# [PROBLEM TO SOLVE]
Copy the stretch of the listing below from the line containing "hillside slope -> outlines, every instance" through the line containing "47 L 87 136", including both of those lines.

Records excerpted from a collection
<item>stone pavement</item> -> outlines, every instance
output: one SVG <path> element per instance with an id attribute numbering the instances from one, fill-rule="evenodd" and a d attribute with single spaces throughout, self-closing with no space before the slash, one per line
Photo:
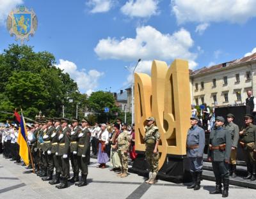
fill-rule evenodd
<path id="1" fill-rule="evenodd" d="M 143 183 L 141 176 L 130 173 L 126 178 L 116 173 L 97 168 L 97 159 L 91 158 L 89 165 L 88 184 L 58 189 L 55 186 L 44 182 L 36 175 L 30 173 L 24 166 L 13 163 L 0 155 L 0 198 L 221 198 L 221 195 L 210 195 L 214 182 L 203 181 L 202 187 L 197 191 L 188 189 L 183 184 L 159 181 L 157 184 Z M 256 190 L 231 186 L 230 198 L 255 198 Z"/>

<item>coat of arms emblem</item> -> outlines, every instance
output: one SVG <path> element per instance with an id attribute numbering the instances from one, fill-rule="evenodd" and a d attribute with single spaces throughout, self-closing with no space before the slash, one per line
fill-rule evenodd
<path id="1" fill-rule="evenodd" d="M 7 18 L 7 29 L 12 36 L 15 36 L 15 40 L 29 40 L 29 35 L 33 36 L 37 28 L 37 18 L 34 11 L 28 10 L 24 6 L 17 7 L 12 11 Z"/>

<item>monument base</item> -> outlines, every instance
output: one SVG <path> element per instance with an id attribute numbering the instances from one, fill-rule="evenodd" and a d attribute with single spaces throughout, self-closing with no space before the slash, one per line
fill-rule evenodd
<path id="1" fill-rule="evenodd" d="M 138 152 L 136 158 L 133 161 L 132 166 L 128 171 L 145 177 L 148 177 L 148 164 L 145 159 L 144 152 Z M 164 165 L 158 172 L 157 179 L 174 183 L 192 181 L 188 159 L 183 156 L 168 156 Z"/>

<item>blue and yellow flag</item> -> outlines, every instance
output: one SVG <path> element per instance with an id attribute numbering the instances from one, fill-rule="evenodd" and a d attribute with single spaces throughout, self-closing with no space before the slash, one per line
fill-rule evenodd
<path id="1" fill-rule="evenodd" d="M 29 152 L 28 145 L 27 144 L 27 129 L 26 128 L 25 120 L 23 115 L 20 116 L 20 124 L 19 129 L 19 135 L 17 142 L 20 145 L 19 154 L 21 158 L 22 158 L 24 163 L 28 165 L 29 163 Z"/>

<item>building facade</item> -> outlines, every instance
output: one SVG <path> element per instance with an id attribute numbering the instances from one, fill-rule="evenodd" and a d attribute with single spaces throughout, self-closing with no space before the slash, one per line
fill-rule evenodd
<path id="1" fill-rule="evenodd" d="M 256 54 L 190 73 L 191 103 L 210 107 L 242 105 L 246 91 L 256 94 Z"/>

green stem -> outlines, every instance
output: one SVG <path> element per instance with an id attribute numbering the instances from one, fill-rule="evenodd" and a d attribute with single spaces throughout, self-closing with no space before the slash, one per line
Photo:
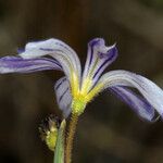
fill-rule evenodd
<path id="1" fill-rule="evenodd" d="M 78 121 L 78 115 L 72 114 L 70 126 L 68 126 L 68 135 L 66 138 L 65 163 L 71 163 L 72 161 L 73 140 L 74 140 L 77 121 Z"/>

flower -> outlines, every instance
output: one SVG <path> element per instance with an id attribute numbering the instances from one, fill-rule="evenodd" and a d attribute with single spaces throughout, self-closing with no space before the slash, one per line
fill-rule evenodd
<path id="1" fill-rule="evenodd" d="M 63 71 L 65 76 L 57 82 L 54 89 L 64 117 L 71 113 L 80 115 L 87 103 L 104 89 L 115 93 L 142 118 L 153 121 L 155 110 L 163 116 L 163 91 L 154 83 L 122 70 L 102 75 L 116 58 L 116 45 L 106 47 L 102 38 L 92 39 L 88 43 L 87 60 L 82 72 L 76 52 L 63 41 L 52 38 L 27 43 L 18 57 L 1 58 L 0 73 Z M 130 88 L 136 88 L 141 96 Z"/>

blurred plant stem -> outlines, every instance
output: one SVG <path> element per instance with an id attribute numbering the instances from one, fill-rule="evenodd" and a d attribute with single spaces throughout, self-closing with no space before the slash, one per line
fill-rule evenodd
<path id="1" fill-rule="evenodd" d="M 78 115 L 72 114 L 70 126 L 68 126 L 68 135 L 66 138 L 65 163 L 71 163 L 72 161 L 73 140 L 74 140 L 77 121 L 78 121 Z"/>
<path id="2" fill-rule="evenodd" d="M 65 126 L 66 122 L 65 120 L 62 121 L 59 134 L 58 134 L 58 139 L 57 139 L 57 145 L 55 145 L 55 150 L 54 150 L 54 159 L 53 163 L 64 163 L 64 134 L 65 134 Z"/>

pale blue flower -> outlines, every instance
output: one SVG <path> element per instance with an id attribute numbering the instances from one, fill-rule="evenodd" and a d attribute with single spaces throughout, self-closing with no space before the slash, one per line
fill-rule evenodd
<path id="1" fill-rule="evenodd" d="M 105 47 L 96 38 L 88 43 L 85 67 L 82 72 L 76 52 L 58 39 L 29 42 L 18 57 L 0 59 L 0 73 L 30 73 L 59 70 L 64 72 L 55 86 L 57 100 L 63 115 L 80 115 L 86 104 L 104 89 L 111 90 L 140 116 L 154 120 L 156 111 L 163 116 L 163 91 L 143 76 L 127 71 L 110 71 L 102 75 L 117 57 L 116 46 Z M 136 88 L 137 95 L 130 88 Z"/>

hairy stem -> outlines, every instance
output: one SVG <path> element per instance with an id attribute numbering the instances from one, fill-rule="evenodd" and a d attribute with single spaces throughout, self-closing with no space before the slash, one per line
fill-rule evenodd
<path id="1" fill-rule="evenodd" d="M 77 121 L 78 121 L 78 115 L 72 114 L 70 126 L 68 126 L 68 135 L 66 138 L 65 163 L 71 163 L 72 161 L 73 140 L 74 140 Z"/>

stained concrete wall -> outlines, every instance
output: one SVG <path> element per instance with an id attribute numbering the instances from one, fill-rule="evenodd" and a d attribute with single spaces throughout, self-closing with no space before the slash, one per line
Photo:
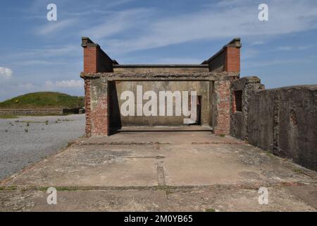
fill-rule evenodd
<path id="1" fill-rule="evenodd" d="M 317 85 L 242 88 L 249 95 L 242 95 L 243 112 L 231 114 L 230 134 L 317 171 Z"/>
<path id="2" fill-rule="evenodd" d="M 154 91 L 157 95 L 157 112 L 158 115 L 159 91 L 197 91 L 197 95 L 201 96 L 201 124 L 211 125 L 210 107 L 210 84 L 209 81 L 116 81 L 111 82 L 111 126 L 182 126 L 184 117 L 175 116 L 175 98 L 173 98 L 173 116 L 123 116 L 120 114 L 120 109 L 125 100 L 120 100 L 121 93 L 126 90 L 132 91 L 135 97 L 135 112 L 137 112 L 136 93 L 137 85 L 142 85 L 143 93 L 147 91 Z M 143 105 L 148 100 L 143 100 Z M 114 106 L 114 107 L 112 107 Z M 120 115 L 120 116 L 119 116 Z M 120 126 L 118 126 L 120 127 Z"/>

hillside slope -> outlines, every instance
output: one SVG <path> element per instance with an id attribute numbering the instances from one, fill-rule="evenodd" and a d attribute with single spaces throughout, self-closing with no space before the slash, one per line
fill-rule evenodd
<path id="1" fill-rule="evenodd" d="M 84 106 L 84 97 L 55 92 L 37 92 L 23 95 L 0 102 L 0 108 L 77 108 Z"/>

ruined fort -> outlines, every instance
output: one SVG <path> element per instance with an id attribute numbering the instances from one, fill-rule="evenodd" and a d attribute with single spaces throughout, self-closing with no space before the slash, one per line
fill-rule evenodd
<path id="1" fill-rule="evenodd" d="M 82 37 L 82 47 L 87 136 L 138 130 L 209 131 L 317 170 L 317 85 L 266 90 L 256 76 L 240 78 L 240 38 L 200 64 L 120 64 L 88 37 Z M 126 100 L 122 93 L 129 90 L 137 96 L 139 86 L 142 93 L 195 91 L 196 121 L 184 124 L 186 117 L 176 114 L 123 115 Z M 147 101 L 134 102 L 135 112 Z M 159 101 L 157 105 L 162 106 Z"/>

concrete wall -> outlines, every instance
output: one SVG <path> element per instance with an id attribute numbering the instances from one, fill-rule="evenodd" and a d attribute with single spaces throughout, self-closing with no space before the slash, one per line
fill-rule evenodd
<path id="1" fill-rule="evenodd" d="M 253 85 L 242 87 L 249 95 L 242 95 L 243 112 L 232 112 L 230 134 L 317 170 L 317 85 L 261 90 L 259 80 L 243 79 L 232 92 L 238 83 Z"/>
<path id="2" fill-rule="evenodd" d="M 173 116 L 127 116 L 124 117 L 120 114 L 118 109 L 120 109 L 121 105 L 125 102 L 125 100 L 120 100 L 121 93 L 126 90 L 133 92 L 135 94 L 135 112 L 137 112 L 137 85 L 142 85 L 143 88 L 143 93 L 147 91 L 154 91 L 157 95 L 157 114 L 158 115 L 159 109 L 159 91 L 171 91 L 172 93 L 176 90 L 178 91 L 197 91 L 197 95 L 201 96 L 201 124 L 210 125 L 210 95 L 209 95 L 209 81 L 117 81 L 111 83 L 111 98 L 113 104 L 111 106 L 116 106 L 116 108 L 112 108 L 111 113 L 111 120 L 115 119 L 116 122 L 120 121 L 120 126 L 182 126 L 184 117 L 175 116 L 175 98 L 173 98 Z M 113 87 L 115 85 L 115 87 Z M 143 105 L 148 100 L 143 100 Z M 118 103 L 114 104 L 114 103 Z M 166 112 L 166 103 L 165 101 Z M 119 115 L 120 119 L 118 119 Z M 115 126 L 115 125 L 114 125 Z"/>

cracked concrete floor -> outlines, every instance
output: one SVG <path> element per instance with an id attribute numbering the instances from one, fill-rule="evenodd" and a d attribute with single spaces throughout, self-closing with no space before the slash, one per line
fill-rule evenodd
<path id="1" fill-rule="evenodd" d="M 0 186 L 0 211 L 317 210 L 316 172 L 202 131 L 81 138 Z M 49 186 L 57 205 L 46 203 Z"/>

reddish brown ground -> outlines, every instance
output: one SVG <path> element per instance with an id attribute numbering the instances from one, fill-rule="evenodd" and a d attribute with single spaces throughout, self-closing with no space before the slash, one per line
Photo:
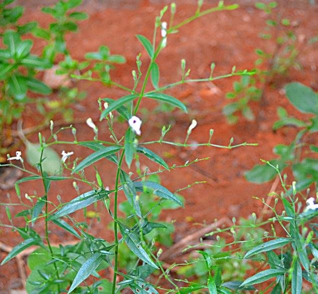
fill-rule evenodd
<path id="1" fill-rule="evenodd" d="M 290 3 L 289 5 L 283 3 L 281 6 L 281 12 L 283 15 L 297 22 L 297 26 L 295 28 L 297 35 L 301 38 L 302 35 L 309 37 L 317 34 L 317 6 L 310 6 L 306 3 L 301 6 L 298 4 L 300 2 L 291 2 L 295 3 Z M 149 62 L 144 50 L 135 35 L 141 34 L 151 38 L 154 19 L 162 7 L 147 4 L 145 2 L 143 3 L 132 5 L 133 7 L 131 8 L 109 8 L 97 12 L 91 9 L 90 18 L 81 23 L 79 33 L 67 36 L 68 46 L 73 57 L 83 60 L 85 52 L 96 50 L 100 45 L 106 44 L 112 53 L 122 54 L 127 58 L 126 64 L 117 66 L 116 69 L 113 70 L 112 79 L 132 86 L 130 73 L 135 67 L 136 54 L 139 52 L 143 53 L 143 70 Z M 186 59 L 187 67 L 191 69 L 192 78 L 204 78 L 209 76 L 210 64 L 212 61 L 216 64 L 215 75 L 223 74 L 230 72 L 233 65 L 236 65 L 239 69 L 252 68 L 256 58 L 254 53 L 256 47 L 273 50 L 274 43 L 262 40 L 258 36 L 264 26 L 266 15 L 255 9 L 248 1 L 242 3 L 241 7 L 237 10 L 206 16 L 182 28 L 179 33 L 169 35 L 168 46 L 158 60 L 161 84 L 179 79 L 180 63 L 183 58 Z M 88 10 L 92 8 L 87 5 L 85 7 Z M 176 20 L 190 16 L 195 9 L 195 6 L 191 4 L 178 5 Z M 23 21 L 37 20 L 43 26 L 48 23 L 49 19 L 46 16 L 43 16 L 39 9 L 29 9 L 27 11 Z M 36 50 L 39 52 L 43 45 L 40 42 L 37 42 L 35 46 Z M 266 87 L 265 96 L 269 102 L 268 104 L 262 107 L 257 104 L 253 105 L 253 110 L 259 114 L 256 122 L 248 122 L 241 119 L 237 124 L 230 125 L 222 114 L 222 108 L 228 102 L 225 98 L 225 93 L 232 90 L 232 83 L 236 80 L 234 78 L 214 83 L 185 85 L 170 91 L 169 93 L 180 98 L 188 105 L 189 109 L 188 115 L 182 114 L 179 111 L 175 111 L 173 113 L 144 114 L 141 111 L 139 113 L 143 120 L 142 135 L 140 138 L 142 142 L 159 138 L 162 126 L 169 124 L 172 125 L 172 128 L 166 139 L 182 142 L 191 120 L 195 118 L 198 121 L 198 126 L 193 131 L 189 143 L 206 142 L 209 130 L 213 128 L 215 130 L 212 140 L 214 143 L 227 145 L 230 138 L 233 137 L 236 144 L 248 141 L 259 144 L 258 147 L 241 147 L 232 150 L 205 147 L 186 150 L 164 145 L 151 147 L 164 158 L 169 165 L 182 164 L 187 160 L 191 161 L 196 158 L 210 157 L 209 160 L 202 161 L 191 167 L 177 169 L 161 175 L 162 184 L 172 191 L 197 181 L 207 181 L 205 184 L 196 185 L 181 193 L 186 199 L 185 209 L 167 211 L 162 214 L 163 220 L 176 221 L 175 241 L 186 236 L 189 232 L 195 230 L 197 227 L 193 223 L 209 224 L 215 219 L 224 216 L 238 218 L 247 216 L 253 212 L 260 211 L 260 202 L 252 197 L 266 197 L 272 184 L 255 185 L 249 183 L 244 179 L 244 173 L 258 163 L 260 158 L 273 158 L 273 147 L 279 143 L 288 144 L 294 137 L 295 133 L 293 130 L 286 128 L 276 132 L 272 130 L 273 123 L 277 119 L 276 108 L 279 106 L 287 108 L 291 114 L 299 117 L 299 113 L 289 104 L 284 94 L 280 94 L 279 89 L 286 82 L 292 80 L 304 82 L 316 90 L 318 89 L 318 76 L 316 68 L 318 64 L 317 47 L 317 45 L 305 46 L 305 48 L 300 55 L 300 61 L 303 66 L 302 70 L 291 70 L 284 79 L 276 81 L 276 88 L 270 85 Z M 108 88 L 97 82 L 81 82 L 78 83 L 78 86 L 87 92 L 87 97 L 82 103 L 83 107 L 79 108 L 76 106 L 74 107 L 76 118 L 82 118 L 83 122 L 88 117 L 92 117 L 95 122 L 98 121 L 96 109 L 98 97 L 117 98 L 125 94 L 115 88 Z M 216 89 L 217 91 L 215 90 Z M 150 111 L 157 106 L 154 103 L 144 102 L 142 107 Z M 35 125 L 39 121 L 39 118 L 36 118 L 32 109 L 29 109 L 24 117 L 24 127 Z M 75 126 L 77 128 L 80 140 L 92 139 L 92 132 L 85 123 L 75 124 Z M 107 139 L 109 134 L 107 126 L 103 123 L 98 124 L 98 127 L 100 139 Z M 125 127 L 125 125 L 120 127 L 118 131 L 122 134 Z M 43 133 L 47 136 L 47 130 L 44 130 Z M 69 132 L 63 134 L 60 139 L 72 139 Z M 34 134 L 29 139 L 35 141 L 37 135 Z M 84 148 L 73 149 L 69 146 L 56 147 L 59 153 L 63 149 L 69 151 L 71 149 L 74 150 L 75 155 L 78 157 L 83 158 L 90 153 Z M 151 169 L 153 167 L 152 170 L 157 167 L 150 162 L 147 162 L 145 164 L 150 166 Z M 97 163 L 96 166 L 101 174 L 105 184 L 113 188 L 115 167 L 103 160 Z M 87 177 L 93 180 L 94 177 L 93 169 L 87 169 L 86 171 Z M 88 190 L 85 185 L 80 183 L 78 185 L 81 192 Z M 33 190 L 36 190 L 38 195 L 43 193 L 39 183 L 31 182 L 21 186 L 22 195 L 25 193 L 31 195 Z M 8 193 L 11 201 L 16 202 L 14 190 L 2 191 L 0 202 L 7 201 L 6 195 Z M 65 202 L 74 198 L 76 193 L 70 182 L 63 185 L 56 182 L 49 192 L 49 200 L 56 202 L 58 194 L 61 195 L 62 201 Z M 6 223 L 4 208 L 1 207 L 0 209 L 1 215 L 3 216 L 1 221 Z M 99 209 L 103 211 L 101 206 Z M 12 215 L 19 210 L 20 208 L 12 207 Z M 82 215 L 80 212 L 76 214 Z M 94 223 L 90 233 L 100 238 L 106 238 L 109 234 L 105 227 L 109 221 L 109 218 L 102 212 L 101 222 Z M 14 219 L 14 223 L 18 224 L 18 219 Z M 43 223 L 38 222 L 34 229 L 42 232 L 43 227 Z M 69 234 L 65 234 L 53 225 L 50 227 L 50 230 L 54 242 L 72 240 Z M 14 246 L 21 242 L 21 238 L 17 233 L 11 233 L 4 228 L 1 229 L 0 234 L 1 241 L 8 245 Z M 5 255 L 4 253 L 1 252 L 0 259 L 2 260 Z M 0 292 L 8 293 L 10 289 L 20 287 L 15 261 L 13 260 L 0 268 Z"/>

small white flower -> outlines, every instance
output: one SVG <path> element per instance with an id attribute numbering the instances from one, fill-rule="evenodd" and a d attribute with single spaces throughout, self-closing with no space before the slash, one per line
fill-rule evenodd
<path id="1" fill-rule="evenodd" d="M 162 45 L 165 47 L 167 45 L 167 22 L 163 21 L 161 23 L 161 36 L 163 38 Z"/>
<path id="2" fill-rule="evenodd" d="M 74 152 L 73 151 L 71 151 L 70 152 L 65 152 L 64 150 L 63 150 L 62 151 L 62 153 L 61 153 L 62 155 L 62 161 L 63 161 L 63 162 L 65 162 L 66 160 L 66 159 L 67 159 L 67 158 L 70 156 L 71 155 L 72 155 L 73 154 L 74 154 Z"/>
<path id="3" fill-rule="evenodd" d="M 164 38 L 167 36 L 167 22 L 161 22 L 161 36 Z"/>
<path id="4" fill-rule="evenodd" d="M 21 151 L 16 151 L 15 152 L 15 156 L 13 157 L 9 157 L 8 160 L 20 160 L 21 162 L 23 162 L 23 159 L 21 157 L 21 154 L 22 152 Z"/>
<path id="5" fill-rule="evenodd" d="M 197 126 L 197 124 L 198 123 L 197 122 L 197 121 L 195 119 L 193 119 L 191 124 L 190 125 L 189 128 L 188 129 L 188 133 L 190 134 L 192 131 L 192 130 Z"/>
<path id="6" fill-rule="evenodd" d="M 107 109 L 109 106 L 109 105 L 108 105 L 108 103 L 107 102 L 105 102 L 104 103 L 104 107 L 105 107 L 105 109 Z M 109 117 L 110 117 L 110 118 L 113 118 L 113 114 L 111 113 L 111 111 L 109 112 Z"/>
<path id="7" fill-rule="evenodd" d="M 142 122 L 140 120 L 140 119 L 139 117 L 135 116 L 134 115 L 132 116 L 129 120 L 128 120 L 128 123 L 131 128 L 139 136 L 141 134 L 140 126 L 141 126 Z"/>
<path id="8" fill-rule="evenodd" d="M 93 122 L 93 121 L 90 117 L 86 119 L 86 123 L 90 128 L 91 128 L 94 130 L 94 131 L 95 133 L 97 131 L 97 127 L 96 127 L 95 124 Z"/>
<path id="9" fill-rule="evenodd" d="M 318 204 L 316 204 L 315 202 L 315 198 L 314 197 L 311 197 L 307 199 L 306 201 L 307 207 L 305 209 L 305 211 L 309 210 L 310 209 L 313 210 L 318 209 Z"/>

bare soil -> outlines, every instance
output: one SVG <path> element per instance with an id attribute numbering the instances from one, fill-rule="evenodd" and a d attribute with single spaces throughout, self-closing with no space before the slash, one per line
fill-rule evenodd
<path id="1" fill-rule="evenodd" d="M 93 2 L 99 3 L 96 1 Z M 177 1 L 176 22 L 192 15 L 196 9 L 195 2 L 196 1 Z M 295 21 L 294 29 L 300 39 L 300 44 L 304 38 L 308 40 L 317 34 L 317 5 L 310 5 L 306 1 L 281 2 L 283 3 L 281 3 L 280 6 L 281 13 Z M 214 2 L 208 1 L 204 8 L 211 6 L 211 3 Z M 26 5 L 27 13 L 23 17 L 22 22 L 36 20 L 41 25 L 47 25 L 49 18 L 40 12 L 38 3 L 36 1 L 34 5 Z M 116 66 L 111 72 L 112 79 L 131 87 L 131 72 L 135 68 L 136 56 L 138 52 L 142 53 L 142 68 L 144 71 L 149 64 L 146 53 L 135 35 L 141 34 L 151 38 L 155 17 L 162 7 L 163 2 L 140 1 L 133 3 L 133 5 L 123 4 L 120 7 L 115 5 L 113 8 L 102 9 L 102 5 L 94 7 L 93 5 L 90 7 L 89 3 L 86 3 L 83 9 L 90 11 L 89 18 L 80 23 L 77 33 L 67 36 L 67 43 L 74 59 L 83 60 L 85 52 L 96 51 L 102 44 L 109 46 L 112 53 L 125 56 L 127 62 Z M 237 10 L 217 12 L 203 17 L 181 28 L 179 33 L 169 36 L 168 45 L 158 60 L 161 85 L 179 80 L 182 58 L 187 60 L 187 67 L 191 69 L 191 77 L 200 78 L 209 76 L 212 62 L 216 64 L 216 76 L 230 72 L 233 65 L 236 65 L 238 69 L 251 69 L 257 58 L 255 53 L 256 48 L 274 49 L 273 42 L 262 40 L 259 36 L 265 27 L 267 15 L 254 7 L 253 1 L 242 1 L 242 6 Z M 44 45 L 40 41 L 37 42 L 35 50 L 40 52 Z M 275 86 L 267 85 L 265 95 L 268 103 L 262 106 L 255 103 L 252 105 L 258 118 L 255 122 L 248 122 L 241 118 L 238 124 L 231 125 L 227 123 L 222 114 L 222 107 L 228 103 L 225 98 L 225 93 L 232 90 L 233 82 L 238 79 L 236 78 L 214 82 L 186 84 L 169 91 L 168 93 L 180 98 L 187 104 L 189 110 L 188 114 L 184 114 L 178 110 L 174 110 L 172 113 L 154 112 L 157 104 L 142 102 L 142 107 L 148 111 L 140 111 L 139 113 L 143 121 L 141 142 L 158 139 L 162 126 L 169 124 L 172 125 L 172 129 L 167 135 L 166 139 L 183 142 L 191 120 L 195 118 L 198 121 L 198 126 L 193 130 L 189 143 L 206 142 L 209 129 L 212 128 L 215 130 L 212 142 L 216 144 L 226 145 L 231 137 L 234 138 L 235 144 L 245 141 L 259 144 L 257 147 L 240 147 L 232 150 L 205 147 L 185 149 L 169 145 L 154 145 L 151 147 L 170 166 L 173 164 L 183 164 L 187 160 L 191 161 L 197 158 L 210 157 L 209 160 L 203 160 L 187 168 L 177 169 L 161 175 L 162 183 L 172 191 L 196 181 L 207 182 L 205 184 L 193 186 L 180 193 L 185 199 L 184 209 L 166 211 L 162 214 L 162 220 L 175 221 L 175 242 L 197 230 L 197 224 L 211 224 L 216 219 L 224 216 L 230 218 L 235 217 L 237 219 L 246 217 L 253 212 L 260 211 L 262 207 L 261 202 L 252 197 L 266 197 L 273 183 L 263 185 L 249 183 L 244 178 L 244 172 L 259 163 L 260 158 L 269 160 L 274 158 L 272 149 L 276 145 L 289 144 L 294 138 L 295 130 L 284 128 L 277 132 L 272 130 L 273 123 L 277 119 L 276 109 L 278 106 L 286 108 L 295 116 L 304 117 L 289 104 L 281 90 L 286 83 L 291 81 L 298 81 L 312 87 L 315 90 L 318 89 L 316 67 L 318 64 L 317 45 L 305 46 L 303 48 L 299 56 L 302 69 L 292 69 L 287 76 L 277 79 Z M 95 122 L 98 121 L 98 97 L 116 99 L 125 93 L 115 88 L 105 87 L 98 82 L 81 81 L 78 82 L 77 86 L 80 89 L 86 91 L 87 95 L 87 98 L 81 103 L 80 107 L 74 106 L 76 119 L 80 121 L 82 119 L 82 123 L 75 123 L 74 125 L 77 129 L 79 140 L 91 140 L 93 134 L 85 124 L 85 120 L 90 117 Z M 35 113 L 34 109 L 28 108 L 23 117 L 24 128 L 33 126 L 39 123 L 40 118 Z M 100 139 L 107 140 L 109 133 L 105 123 L 99 123 L 98 126 Z M 126 126 L 121 125 L 116 128 L 116 131 L 123 134 Z M 48 128 L 43 131 L 44 136 L 48 135 Z M 72 136 L 70 132 L 64 132 L 59 138 L 71 140 Z M 35 142 L 37 135 L 34 134 L 29 139 Z M 69 146 L 57 146 L 54 148 L 59 153 L 62 150 L 71 151 Z M 21 148 L 23 154 L 24 149 L 23 147 Z M 89 150 L 81 147 L 76 147 L 73 151 L 75 156 L 82 158 L 90 153 Z M 157 168 L 151 162 L 145 162 L 150 170 Z M 96 163 L 96 167 L 104 179 L 105 184 L 110 188 L 113 188 L 115 167 L 104 160 Z M 86 172 L 88 179 L 92 180 L 94 178 L 92 168 L 87 169 Z M 56 196 L 60 195 L 62 201 L 66 202 L 76 196 L 71 182 L 63 182 L 62 185 L 56 183 L 52 185 L 49 191 L 50 201 L 57 202 Z M 89 189 L 80 183 L 78 183 L 78 186 L 81 192 Z M 43 192 L 40 183 L 36 181 L 29 182 L 21 187 L 22 195 L 26 193 L 32 195 L 33 191 L 36 191 L 37 195 L 40 196 Z M 279 189 L 279 187 L 278 189 Z M 0 202 L 8 201 L 6 197 L 8 193 L 12 202 L 17 202 L 14 189 L 11 189 L 1 190 Z M 121 199 L 123 199 L 123 197 Z M 1 222 L 7 223 L 4 207 L 1 206 L 0 209 L 2 216 Z M 11 213 L 14 215 L 20 209 L 19 207 L 11 207 Z M 107 226 L 110 219 L 105 215 L 101 206 L 98 207 L 98 210 L 101 213 L 100 222 L 94 222 L 90 233 L 100 238 L 109 237 Z M 74 215 L 78 219 L 82 217 L 80 212 Z M 14 224 L 18 226 L 23 225 L 22 222 L 19 223 L 20 221 L 20 218 L 14 219 Z M 43 222 L 39 221 L 35 223 L 34 229 L 42 233 L 43 227 Z M 49 229 L 54 243 L 72 240 L 71 236 L 53 225 L 50 226 Z M 17 233 L 5 228 L 2 228 L 0 231 L 0 239 L 3 243 L 12 247 L 21 241 Z M 0 251 L 0 259 L 3 259 L 6 254 Z M 8 293 L 11 289 L 21 288 L 16 269 L 14 260 L 0 268 L 0 293 Z"/>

# [RESPONSE TO THIS EXERCISE]
hillside slope -> outlines, every instance
output: one SVG <path> element per instance with an id attribute numbering the instances from one, fill-rule="evenodd" and a d attribute with single spaces throughout, self-closing with no space before the slash, one per line
fill-rule evenodd
<path id="1" fill-rule="evenodd" d="M 84 106 L 84 97 L 55 92 L 37 92 L 23 95 L 0 102 L 0 108 L 77 108 Z"/>

ruined fort -> outlines, every instance
output: one SVG <path> element per instance with an id attribute numbering the instances from one, fill-rule="evenodd" and a d attribute with single spaces throughout, self-closing with no space before the slash, one per line
fill-rule evenodd
<path id="1" fill-rule="evenodd" d="M 82 37 L 82 47 L 87 136 L 138 130 L 209 131 L 317 170 L 317 85 L 266 90 L 256 76 L 240 78 L 240 38 L 200 64 L 120 64 L 88 37 Z M 126 100 L 122 93 L 129 90 L 137 96 L 139 86 L 142 93 L 195 91 L 196 121 L 184 124 L 186 117 L 176 114 L 123 115 Z M 147 101 L 134 102 L 135 112 Z M 159 101 L 157 105 L 162 106 Z"/>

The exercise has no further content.